» **QUESTIONS ON THE MATERIAL**:
A – Using the discussion text, decide whether each statement agrees with it: (i) the liger is the offspring of a male tiger and a female lion; (ii) the liger is the largest of all known extant felines; (iii) ultraviolet is the most important color to a female butterfly. For each, answer yes or no and quote the deciding words.
B – Reproduce a passage of the discussion text word for word. Begin at the words "There are huge" and stop after "that can't conform.".

» **DOCUMENT TEXT**:
━━━━

Human populations, by the way, show even greater variation in appearance, genetics, and the environmental pressures and circumstances they face than do lions and tigers. I assure you that despite their variations, they can get together and produce fertile offspring. And you're not likely to find a serious biologist who doesn't consider the current human population as a single species.
 
There is a large body of evidence that the group of people we call "male" and the group of people we call "female" are different right out of the womb. They differ in their genes, their morphology, and in their behavior.

There are huge problems with this analysis, not least that those collecting the data will often discard individuals that cannot be clearly defined as male or female. Thus you have 'a large body of evidence' that - ignoring trans and intersex people - men generally have such-and-such properties and women have such-and-such properties. Even then, the means may be distinct, but the standard deviations are so huge the distributions overlap significantly. You get tall women, empathic men, women who can't multitask, men who wear dresses - and some of these things are hard-wired but some are culturally influenced or nurture vs nature.

And it's self-reinforcing. A culture that strongly believes in the male-female divide will justify hiding away (or worse) the individuals that can't conform.

I remember the huge fanfare over Men Are From Mars, Women Are From Venus. It's a seductive concept because it reinforces our prejudices. Yes, it tells us, the world is binary and the sexes are different. Except this is a reflection of a culture, not a biological inevitability.
 
"Appearance, size, body structure, "etc. are a matter of perception. Human perception of things relevant to humans. You know, the most important color to a female butterfly is ultraviolet, and you can't even see it. By the way, if lions and tigers weren't "the same" genetically, they couldn't produce fertile offspring.
Biologically speaking, according to Wiki:

The liger is a hybrid offspring of a male lion (Panthera leo) and a female tiger (Panthera tigris). The liger has parents in the same genus but of different species. The liger is distinct from the similar hybrid called the tigon, and is the largest of all known extant felines.

So: same genus, different species.

━━━━

» **RECORDED DATA**:
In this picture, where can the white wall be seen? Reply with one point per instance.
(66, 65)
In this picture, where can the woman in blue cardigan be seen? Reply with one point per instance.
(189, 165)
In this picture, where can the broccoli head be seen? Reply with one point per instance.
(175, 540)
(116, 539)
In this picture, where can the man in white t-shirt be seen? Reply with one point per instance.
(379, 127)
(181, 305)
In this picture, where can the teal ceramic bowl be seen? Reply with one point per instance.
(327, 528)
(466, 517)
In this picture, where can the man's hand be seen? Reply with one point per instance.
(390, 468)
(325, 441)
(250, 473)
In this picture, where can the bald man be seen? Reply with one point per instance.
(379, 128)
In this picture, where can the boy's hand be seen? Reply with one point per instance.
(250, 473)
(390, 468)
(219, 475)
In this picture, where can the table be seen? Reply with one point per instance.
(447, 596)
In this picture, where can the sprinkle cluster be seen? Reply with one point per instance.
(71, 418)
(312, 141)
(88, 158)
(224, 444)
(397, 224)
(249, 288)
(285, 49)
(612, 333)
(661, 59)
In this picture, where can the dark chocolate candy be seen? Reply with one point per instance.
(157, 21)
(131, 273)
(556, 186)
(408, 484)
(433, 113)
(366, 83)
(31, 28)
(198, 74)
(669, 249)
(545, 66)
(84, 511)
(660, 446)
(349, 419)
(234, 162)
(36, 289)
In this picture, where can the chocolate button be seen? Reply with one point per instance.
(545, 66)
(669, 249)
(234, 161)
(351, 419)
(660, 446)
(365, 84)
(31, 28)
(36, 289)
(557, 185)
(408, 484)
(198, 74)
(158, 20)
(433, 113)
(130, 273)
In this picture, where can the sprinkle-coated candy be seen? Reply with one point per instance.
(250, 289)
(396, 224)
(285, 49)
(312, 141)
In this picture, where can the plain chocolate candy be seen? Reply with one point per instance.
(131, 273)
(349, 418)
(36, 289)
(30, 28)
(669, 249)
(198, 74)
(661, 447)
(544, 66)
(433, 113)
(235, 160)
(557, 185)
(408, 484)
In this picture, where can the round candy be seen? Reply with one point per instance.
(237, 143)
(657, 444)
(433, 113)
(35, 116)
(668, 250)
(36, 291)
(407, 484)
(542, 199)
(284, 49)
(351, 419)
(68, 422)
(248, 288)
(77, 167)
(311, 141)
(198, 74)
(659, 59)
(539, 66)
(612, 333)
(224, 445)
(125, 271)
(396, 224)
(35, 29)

━━━━

» **TASK-BY-TASK SOLUTIONS**:
A –
(i) No: "The liger is a hybrid offspring of a male lion (Panthera leo) and a female tiger (Panthera tigris)."
(ii) Yes: "is the largest of all known extant felines."
(iii) Yes: "the most important color to a female butterfly is ultraviolet"

B –
There are huge problems with this analysis, not least that those collecting the data will often discard individuals that cannot be clearly defined as male or female. Thus you have 'a large body of evidence' that - ignoring trans and intersex people - men generally have such-and-such properties and women have such-and-such properties. Even then, the means may be distinct, but the standard deviations are so huge the distributions overlap significantly. You get tall women, empathic men, women who can't multitask, men who wear dresses - and some of these things are hard-wired but some are culturally influenced or nurture vs nature.

And it's self-reinforcing. A culture that strongly believes in the male-female divide will justify hiding away (or worse) the individuals that can't conform.